PROBLEM DESCRIPTION:
Repeat the entries below exactly, missing none.

[EXCERPTED RECORDS Boundary: Start]

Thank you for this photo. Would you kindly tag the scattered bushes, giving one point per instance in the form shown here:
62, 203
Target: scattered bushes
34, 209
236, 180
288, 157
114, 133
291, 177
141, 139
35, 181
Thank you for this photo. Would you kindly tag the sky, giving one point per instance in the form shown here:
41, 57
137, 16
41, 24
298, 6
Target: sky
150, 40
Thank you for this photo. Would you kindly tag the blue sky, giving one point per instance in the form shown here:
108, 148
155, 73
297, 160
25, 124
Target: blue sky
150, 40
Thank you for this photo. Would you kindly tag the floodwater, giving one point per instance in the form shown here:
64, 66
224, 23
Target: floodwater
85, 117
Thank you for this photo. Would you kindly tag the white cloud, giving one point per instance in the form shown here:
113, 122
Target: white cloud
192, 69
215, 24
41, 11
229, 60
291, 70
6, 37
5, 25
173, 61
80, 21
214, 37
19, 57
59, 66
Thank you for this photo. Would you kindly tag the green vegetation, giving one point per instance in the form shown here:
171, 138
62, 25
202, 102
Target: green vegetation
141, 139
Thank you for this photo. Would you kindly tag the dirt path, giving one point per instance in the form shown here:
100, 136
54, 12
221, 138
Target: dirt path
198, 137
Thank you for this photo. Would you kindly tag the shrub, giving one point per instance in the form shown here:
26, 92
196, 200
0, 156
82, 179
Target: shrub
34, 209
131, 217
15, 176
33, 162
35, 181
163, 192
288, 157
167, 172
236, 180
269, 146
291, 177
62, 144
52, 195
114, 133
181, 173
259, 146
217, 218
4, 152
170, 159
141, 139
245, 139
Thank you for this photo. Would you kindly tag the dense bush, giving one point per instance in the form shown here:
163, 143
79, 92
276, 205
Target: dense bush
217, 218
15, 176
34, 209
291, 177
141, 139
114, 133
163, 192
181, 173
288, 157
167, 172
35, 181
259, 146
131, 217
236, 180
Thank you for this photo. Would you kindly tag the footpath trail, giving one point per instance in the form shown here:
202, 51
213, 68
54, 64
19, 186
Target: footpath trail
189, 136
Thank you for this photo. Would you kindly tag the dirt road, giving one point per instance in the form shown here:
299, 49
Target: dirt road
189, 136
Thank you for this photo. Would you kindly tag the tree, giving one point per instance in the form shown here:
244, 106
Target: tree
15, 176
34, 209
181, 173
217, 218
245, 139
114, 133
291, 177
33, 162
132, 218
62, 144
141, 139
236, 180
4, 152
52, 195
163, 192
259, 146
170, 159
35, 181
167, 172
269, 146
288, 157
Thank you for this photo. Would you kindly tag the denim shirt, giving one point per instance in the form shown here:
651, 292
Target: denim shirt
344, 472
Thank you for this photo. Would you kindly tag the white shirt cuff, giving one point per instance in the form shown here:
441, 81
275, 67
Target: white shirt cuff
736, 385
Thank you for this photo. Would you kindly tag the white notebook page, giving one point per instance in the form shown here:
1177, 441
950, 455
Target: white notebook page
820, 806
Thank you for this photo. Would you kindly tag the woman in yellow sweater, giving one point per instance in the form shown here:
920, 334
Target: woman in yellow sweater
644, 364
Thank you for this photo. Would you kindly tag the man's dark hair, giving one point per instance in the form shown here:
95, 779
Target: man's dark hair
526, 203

[EXCERPTED RECORDS Boundary: End]

TASK SOLUTION:
Thank you for this photo. Would you kindly tag the scattered bushes, giving one point per instance in the form shown here:
62, 203
Target: scattered bushes
34, 209
236, 180
288, 157
114, 133
291, 177
141, 139
35, 181
Thank you for this photo. Would you kindly tag the sky, giving one point per instance in the form shown here:
41, 57
137, 16
41, 24
298, 6
Target: sky
150, 40
Thank you for this photo. Would you kindly tag the blue sky, giving one point per instance in the form shown here:
108, 148
155, 73
297, 160
25, 124
Target: blue sky
150, 40
Thank you for this photo. Would you kindly tag the floodwater, giving one point per instance in the form shown here:
64, 66
224, 23
Target: floodwater
85, 117
Thank you for this photo. Would you kindly tag the white cloud, giving one point per instance in the form shown here:
113, 122
Target: white cloud
192, 69
215, 24
41, 11
229, 60
291, 70
6, 37
5, 25
173, 61
80, 21
214, 37
19, 57
59, 66
Thank you for this photo. Would you kindly tag the green vegetation, giving one point per instance in the form shown here:
171, 138
62, 25
202, 102
Target: green vegetation
141, 139
Thank you for this photo. Would you kindly tag the dirt path, giving one point per instance in the form shown here:
100, 136
54, 12
221, 138
Target: dirt path
198, 137
Thank you for this photo. Would you kindly tag the shrub, giving one point per instance in the form shown here:
26, 92
196, 200
0, 156
82, 179
Target: shrub
34, 209
131, 217
15, 176
33, 162
35, 181
163, 192
288, 157
167, 172
236, 180
269, 146
291, 177
62, 144
52, 195
114, 133
181, 173
259, 146
217, 218
4, 152
170, 159
141, 139
245, 139
Thank you for this photo. Would you kindly tag the dense bush, giving one point per instance in the form shown here:
163, 143
79, 92
276, 205
Target: dense bush
217, 218
15, 176
34, 209
291, 177
141, 139
114, 133
163, 192
181, 173
288, 157
167, 172
35, 181
259, 146
131, 217
236, 180
Thank you for this photo. Would you kindly tag the footpath trail, giving one point per instance in the form shown here:
202, 51
213, 68
54, 64
19, 186
Target: footpath trail
189, 136
Thank you for this photo. Would you kindly tag the dirt road, giving one point per instance in the form shown here:
299, 49
Target: dirt road
189, 136
Thank you for this photo. Would you kindly tag the tree, giving one point per instance in the form shown here:
244, 106
Target: tree
15, 176
34, 209
181, 173
217, 218
245, 139
114, 133
291, 177
33, 162
132, 218
62, 144
141, 139
236, 180
4, 152
52, 195
163, 192
259, 146
170, 159
35, 181
167, 172
269, 146
288, 157
Thank you for this photo. Would you kindly tag the denim shirt, giving one point per instance in the form shown here:
651, 292
Target: denim shirt
344, 472
Thank you for this photo. Would you kindly tag the white shirt cuff, giving one point per instance in the form shown here:
441, 81
275, 67
Target: white shirt cuff
736, 385
Thank you for this photo. Would you kindly tag the white notebook page, giving one point per instance in the form shown here:
1177, 441
950, 455
Target: white notebook page
820, 806
Thank you for this photo. Would you kindly tag the woman in yellow sweater, giving one point per instance in the form shown here:
920, 334
Target: woman in yellow sweater
644, 364
Thank you for this photo. Would you kindly tag the man's dark hair, giving one point per instance in the form shown here:
95, 779
Target: man's dark hair
526, 203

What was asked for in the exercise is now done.